Soal Tertulis A: Tulis ulang bagian kutipan bacaan mulai dari "Lemahnya Ilmu dan" dan berakhir pada "hari dan seterusnya.", dengan mengganti "kampung" menjadi "desa".
Soal Tertulis B:
Jawab pertanyaan berikut berdasarkan kutipan bacaan.
(i) Berapa rakaat shalat tarawih di mesjid yang disebut sebagai salah satu alasan orang digolongkan wahabi?
(ii) Mazhab fiqih mana yang menurut "mereka" satu-satunya aswaja?
(iii) Apa yang dilarang dalam kalimat terakhir?
··· Kutipan Bacaan ···
Lemahnya Ilmu dan Perpecahan Umat
Kalau memang mereka menyebut bahwa wahabi adalah sebuah
sekte di dalam Islam, maka tidak salah lagi bahwa sekte ini merupakan sekte
tercepat perkembangannya di tengah-tengah umat. Bagaimana tidak? Banyak orang
yang sejak dilahirkan tidak tahu bahwa dia wahabi, orang tuanya tidak tahu,
bahkan satu kampung tidak kenal apa itu wahabi. Secara begitu saja mereka sudah
digolongkan kelompok wahabi hanya karena mesjid mereka shalat tarawih 11
rakaat, azan jum’at satu kali, khutbah jum’at tidak pakai tongkat, tidak qunut
subuh, tidak memperingati kematian 7, 40 hari dan seterusnya.
Kalau kita melihat mazhab fiqih yang empat, maka menurut
mereka Syafi’iyah saja yang aswaja, sedangkan yang lainnya adalah wahabi. Kalau
kita lihat ke Ormas2 dan kelompok2 keagamaan yang ada di Indonesia maka tidak
dapat dipungkiri banyak sekali sebenarnya yang wahabi. Kemudian kalau kita
lihat Pondok Pesantren, Madrasah Aliyah bahkan kampus2 yang memiliki mesjid,
maka dapat kita simpulkan banyak sekali ternyata yayasan pendidikan yang
dimiliki oleh wahabi di Indonesia berdasarkan kriteria di atas. Oleh karena itu
bagi anda2 yang baru sadar akan hal ini, baru sadar bahwa demikianlah kriteria wahabi
yang sebenarnya, juga baru sadar bahwa anda memiliki kriteria tsb, maka
ketahuilah bahwa anda lah yang mereka sebut wahabi selama ini. Jadi jangan
ikut2an menghujat wahabi karena bisa jadi anda juga wahabi.
··· Data yang Disediakan ···
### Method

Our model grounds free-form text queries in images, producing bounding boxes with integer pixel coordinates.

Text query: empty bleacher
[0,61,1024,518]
···
Jawaban Tertulis A:
Lemahnya Ilmu dan Perpecahan Umat
Kalau memang mereka menyebut bahwa wahabi adalah sebuah
sekte di dalam Islam, maka tidak salah lagi bahwa sekte ini merupakan sekte
tercepat perkembangannya di tengah-tengah umat. Bagaimana tidak? Banyak orang
yang sejak dilahirkan tidak tahu bahwa dia wahabi, orang tuanya tidak tahu,
bahkan satu desa tidak kenal apa itu wahabi. Secara begitu saja mereka sudah
digolongkan kelompok wahabi hanya karena mesjid mereka shalat tarawih 11
rakaat, azan jum’at satu kali, khutbah jum’at tidak pakai tongkat, tidak qunut
subuh, tidak memperingati kematian 7, 40 hari dan seterusnya.

Jawaban Tertulis B:
(i) 11 rakaat.
(ii) Syafi'iyah.
(iii) Ikut-ikutan menghujat wahabi.